Document passage:

Federal rules divide wells into six classes based on the material they hold and the industry that produced it. Class 1 wells handle the most hazardous materials, including fertilizers, acids and deadly compounds such as asbestos, PCBs and cyanide. The energy industry has its own category, Class 2, which includes disposal wells and wells in which fluids are injected to force out trapped oil and gas. The most common wells, called Class 5, are a sort of catch-all for everything left over from the other categories, including storm-water runoff from gas stations.

The EPA requires that Class 1 and 2 injection wells be drilled the deepest to assure that the most toxic waste is pushed far below drinking water aquifers. Both types of wells are supposed to be walled with multiple layers of steel tubing and cement and regularly monitored for cracks.

Officials' confidence in this manner of disposal stems not only from safety precautions, but from an understanding of how rock formations trap fluid.

Underground waste, officials say, is contained by layer after layer of impermeable rock. If one layer leaks, the next blocks the waste from spreading before it reaches groundwater. The laws of physics and fluid dynamics should ensure that the waste can't spread far and is diluted as it goes.

The layering "is a very strong phenomenon and it's on our side," said Susan Hovorka, a senior research scientist at the University of Texas at Austin's Bureau of Economic Geology.

According to risk analyses cited in EPA documents, a significant well leak that leads to water contamination is highly unlikely — on the order of one in a million.

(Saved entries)

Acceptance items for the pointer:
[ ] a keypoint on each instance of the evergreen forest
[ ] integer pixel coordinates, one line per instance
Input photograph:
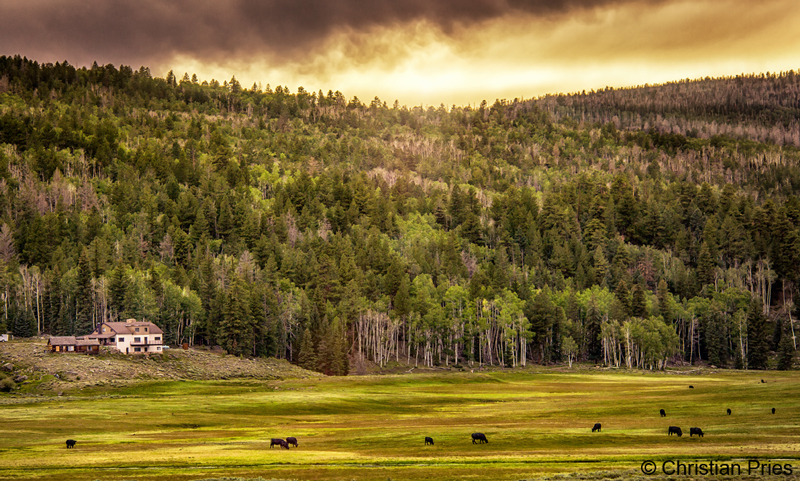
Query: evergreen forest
(635, 228)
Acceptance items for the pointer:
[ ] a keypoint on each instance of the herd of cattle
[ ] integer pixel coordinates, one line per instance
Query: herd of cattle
(479, 437)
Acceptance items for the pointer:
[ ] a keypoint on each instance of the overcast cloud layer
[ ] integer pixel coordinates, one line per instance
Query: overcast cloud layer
(451, 51)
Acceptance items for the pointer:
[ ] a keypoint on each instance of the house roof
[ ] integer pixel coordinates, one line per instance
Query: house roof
(62, 341)
(118, 328)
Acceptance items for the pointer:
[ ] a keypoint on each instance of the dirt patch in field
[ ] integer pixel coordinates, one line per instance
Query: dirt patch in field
(34, 368)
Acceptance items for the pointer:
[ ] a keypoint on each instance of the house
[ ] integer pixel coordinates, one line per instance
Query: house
(73, 344)
(130, 337)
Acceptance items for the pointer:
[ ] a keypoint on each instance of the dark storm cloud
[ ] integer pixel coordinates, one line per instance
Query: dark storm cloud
(149, 31)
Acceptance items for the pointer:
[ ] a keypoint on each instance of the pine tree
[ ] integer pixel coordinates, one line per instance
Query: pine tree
(786, 354)
(307, 358)
(757, 342)
(236, 327)
(638, 302)
(83, 318)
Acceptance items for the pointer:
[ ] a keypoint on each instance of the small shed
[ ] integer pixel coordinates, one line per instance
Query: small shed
(73, 344)
(88, 346)
(61, 344)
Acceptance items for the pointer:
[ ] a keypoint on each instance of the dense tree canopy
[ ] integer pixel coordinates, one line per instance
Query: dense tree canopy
(627, 227)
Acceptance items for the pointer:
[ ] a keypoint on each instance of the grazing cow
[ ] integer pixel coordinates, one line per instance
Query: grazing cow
(279, 442)
(480, 437)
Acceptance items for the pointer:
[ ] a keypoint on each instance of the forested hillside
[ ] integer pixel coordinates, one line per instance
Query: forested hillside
(629, 227)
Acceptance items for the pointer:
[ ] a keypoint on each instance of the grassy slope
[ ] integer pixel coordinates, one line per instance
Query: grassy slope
(538, 423)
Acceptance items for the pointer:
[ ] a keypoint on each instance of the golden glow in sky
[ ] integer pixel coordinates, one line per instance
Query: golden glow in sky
(448, 52)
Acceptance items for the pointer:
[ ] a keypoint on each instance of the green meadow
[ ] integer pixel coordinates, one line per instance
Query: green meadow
(538, 423)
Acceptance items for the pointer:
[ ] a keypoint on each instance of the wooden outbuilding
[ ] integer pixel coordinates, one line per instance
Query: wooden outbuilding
(73, 344)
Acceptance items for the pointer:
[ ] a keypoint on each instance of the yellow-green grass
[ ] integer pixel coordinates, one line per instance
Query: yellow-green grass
(538, 422)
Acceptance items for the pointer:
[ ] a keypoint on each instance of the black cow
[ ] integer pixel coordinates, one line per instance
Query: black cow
(480, 437)
(279, 442)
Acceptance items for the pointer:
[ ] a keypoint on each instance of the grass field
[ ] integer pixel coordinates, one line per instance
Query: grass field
(538, 423)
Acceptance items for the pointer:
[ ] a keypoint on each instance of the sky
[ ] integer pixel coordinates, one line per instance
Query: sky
(419, 52)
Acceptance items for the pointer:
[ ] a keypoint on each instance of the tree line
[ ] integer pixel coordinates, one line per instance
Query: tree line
(329, 231)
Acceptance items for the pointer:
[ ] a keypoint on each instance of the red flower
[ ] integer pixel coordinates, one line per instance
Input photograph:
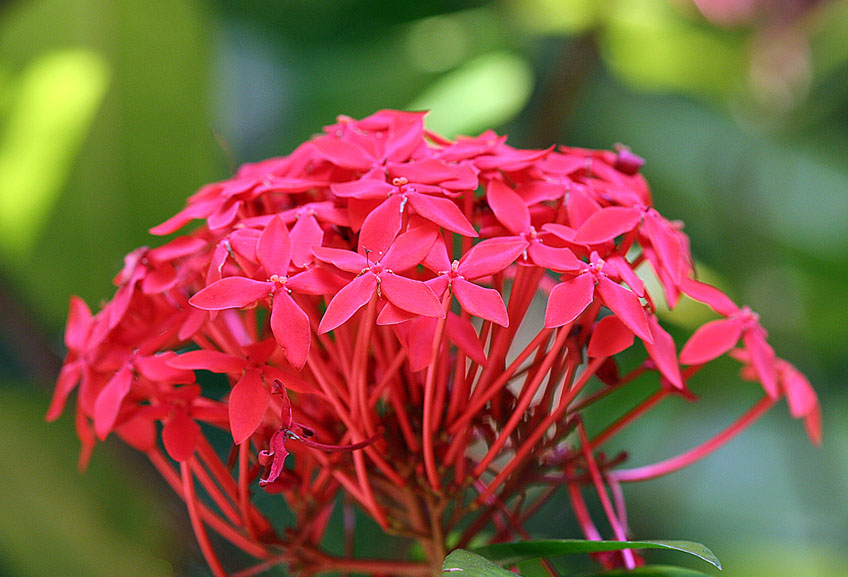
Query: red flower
(447, 383)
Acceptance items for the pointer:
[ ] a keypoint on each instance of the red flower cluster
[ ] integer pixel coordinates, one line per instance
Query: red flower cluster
(366, 300)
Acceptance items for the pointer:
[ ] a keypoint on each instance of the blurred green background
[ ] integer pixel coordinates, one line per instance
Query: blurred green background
(113, 111)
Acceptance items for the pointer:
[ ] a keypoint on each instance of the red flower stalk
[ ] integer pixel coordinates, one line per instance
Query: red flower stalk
(363, 298)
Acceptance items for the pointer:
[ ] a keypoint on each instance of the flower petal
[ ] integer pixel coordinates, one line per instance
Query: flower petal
(347, 301)
(462, 333)
(232, 292)
(108, 403)
(305, 234)
(79, 324)
(411, 295)
(626, 306)
(490, 257)
(381, 227)
(204, 359)
(664, 353)
(180, 436)
(608, 223)
(711, 341)
(610, 337)
(247, 405)
(443, 212)
(411, 248)
(345, 260)
(342, 153)
(274, 248)
(710, 296)
(290, 326)
(509, 208)
(481, 302)
(568, 299)
(763, 359)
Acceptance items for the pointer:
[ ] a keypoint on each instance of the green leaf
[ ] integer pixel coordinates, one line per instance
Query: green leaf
(54, 105)
(509, 553)
(652, 571)
(485, 92)
(472, 565)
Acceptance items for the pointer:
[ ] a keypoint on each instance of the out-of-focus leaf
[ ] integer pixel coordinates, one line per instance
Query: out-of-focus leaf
(510, 553)
(150, 145)
(485, 92)
(472, 565)
(559, 16)
(55, 521)
(652, 571)
(52, 110)
(651, 45)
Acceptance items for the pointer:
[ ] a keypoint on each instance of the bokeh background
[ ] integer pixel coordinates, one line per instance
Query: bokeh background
(113, 111)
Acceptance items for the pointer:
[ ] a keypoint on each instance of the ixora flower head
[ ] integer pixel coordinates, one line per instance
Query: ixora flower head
(365, 299)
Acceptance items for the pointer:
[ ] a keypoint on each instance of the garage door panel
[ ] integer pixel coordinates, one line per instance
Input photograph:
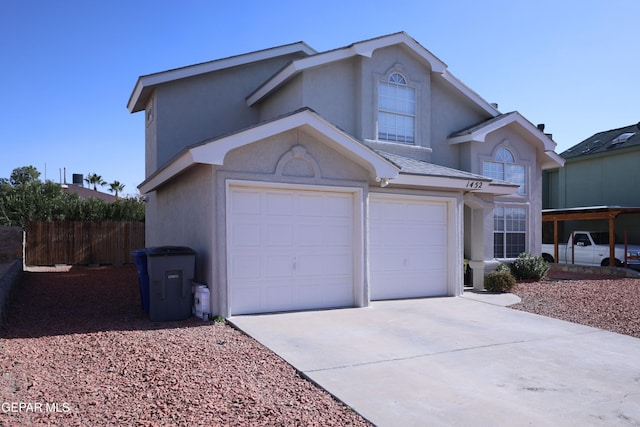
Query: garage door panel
(277, 266)
(310, 234)
(278, 235)
(245, 267)
(298, 248)
(246, 202)
(246, 234)
(278, 204)
(408, 247)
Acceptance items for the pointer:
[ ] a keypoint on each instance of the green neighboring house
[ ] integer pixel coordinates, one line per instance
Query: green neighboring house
(603, 170)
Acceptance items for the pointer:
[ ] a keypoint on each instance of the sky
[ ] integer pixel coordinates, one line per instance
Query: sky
(68, 67)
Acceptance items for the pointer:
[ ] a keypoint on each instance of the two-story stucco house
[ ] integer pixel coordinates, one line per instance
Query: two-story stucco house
(309, 179)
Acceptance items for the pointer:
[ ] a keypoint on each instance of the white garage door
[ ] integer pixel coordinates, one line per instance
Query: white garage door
(407, 247)
(289, 249)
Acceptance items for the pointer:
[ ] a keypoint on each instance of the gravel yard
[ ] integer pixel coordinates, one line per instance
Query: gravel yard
(610, 304)
(77, 350)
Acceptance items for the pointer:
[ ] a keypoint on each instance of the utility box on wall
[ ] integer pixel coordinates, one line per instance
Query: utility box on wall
(171, 270)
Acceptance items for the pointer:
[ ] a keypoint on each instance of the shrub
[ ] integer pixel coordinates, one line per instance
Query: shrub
(503, 268)
(497, 281)
(529, 267)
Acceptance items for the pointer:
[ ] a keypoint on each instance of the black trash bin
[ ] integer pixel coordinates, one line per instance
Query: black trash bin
(140, 259)
(171, 270)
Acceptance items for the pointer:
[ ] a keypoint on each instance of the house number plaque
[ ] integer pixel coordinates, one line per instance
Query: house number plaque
(474, 185)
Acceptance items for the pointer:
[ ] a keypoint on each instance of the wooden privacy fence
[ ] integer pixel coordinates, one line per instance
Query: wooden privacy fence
(71, 242)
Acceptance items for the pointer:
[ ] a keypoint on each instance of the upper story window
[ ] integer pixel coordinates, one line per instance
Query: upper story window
(396, 110)
(504, 167)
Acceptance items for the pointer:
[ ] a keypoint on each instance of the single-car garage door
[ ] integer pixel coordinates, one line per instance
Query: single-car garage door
(407, 247)
(289, 249)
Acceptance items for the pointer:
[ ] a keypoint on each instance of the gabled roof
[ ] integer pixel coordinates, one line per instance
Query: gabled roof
(420, 173)
(213, 151)
(366, 48)
(479, 132)
(145, 84)
(605, 142)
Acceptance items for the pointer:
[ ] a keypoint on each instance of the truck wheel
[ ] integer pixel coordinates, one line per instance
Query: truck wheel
(605, 263)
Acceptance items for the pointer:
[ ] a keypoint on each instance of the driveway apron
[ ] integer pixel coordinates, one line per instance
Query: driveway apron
(459, 362)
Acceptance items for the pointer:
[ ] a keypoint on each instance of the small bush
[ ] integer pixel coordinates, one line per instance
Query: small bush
(503, 268)
(529, 267)
(497, 281)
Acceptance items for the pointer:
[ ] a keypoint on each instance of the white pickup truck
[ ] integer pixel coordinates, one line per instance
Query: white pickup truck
(592, 248)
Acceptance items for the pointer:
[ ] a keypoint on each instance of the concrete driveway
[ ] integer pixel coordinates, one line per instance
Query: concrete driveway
(459, 362)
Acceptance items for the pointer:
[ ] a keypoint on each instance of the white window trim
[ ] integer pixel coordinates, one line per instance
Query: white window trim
(409, 84)
(526, 231)
(525, 165)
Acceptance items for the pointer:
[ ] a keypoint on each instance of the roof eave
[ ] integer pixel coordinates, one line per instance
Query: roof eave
(138, 99)
(364, 48)
(213, 152)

Activities:
1) According to the passage on injection wells, which class of wells is the energy industry's own category?
2) Repeat everything in the passage on injection wells from "Underground waste, officials" down to "as it goes.", word for word.
The items above have no role in this work.

Response list:
1) Class 2

2)
Underground waste, officials say, is contained by layer after layer of impermeable rock. If one layer leaks, the next blocks the waste from spreading before it reaches groundwater. The laws of physics and fluid dynamics should ensure that the waste can't spread far and is diluted as it goes.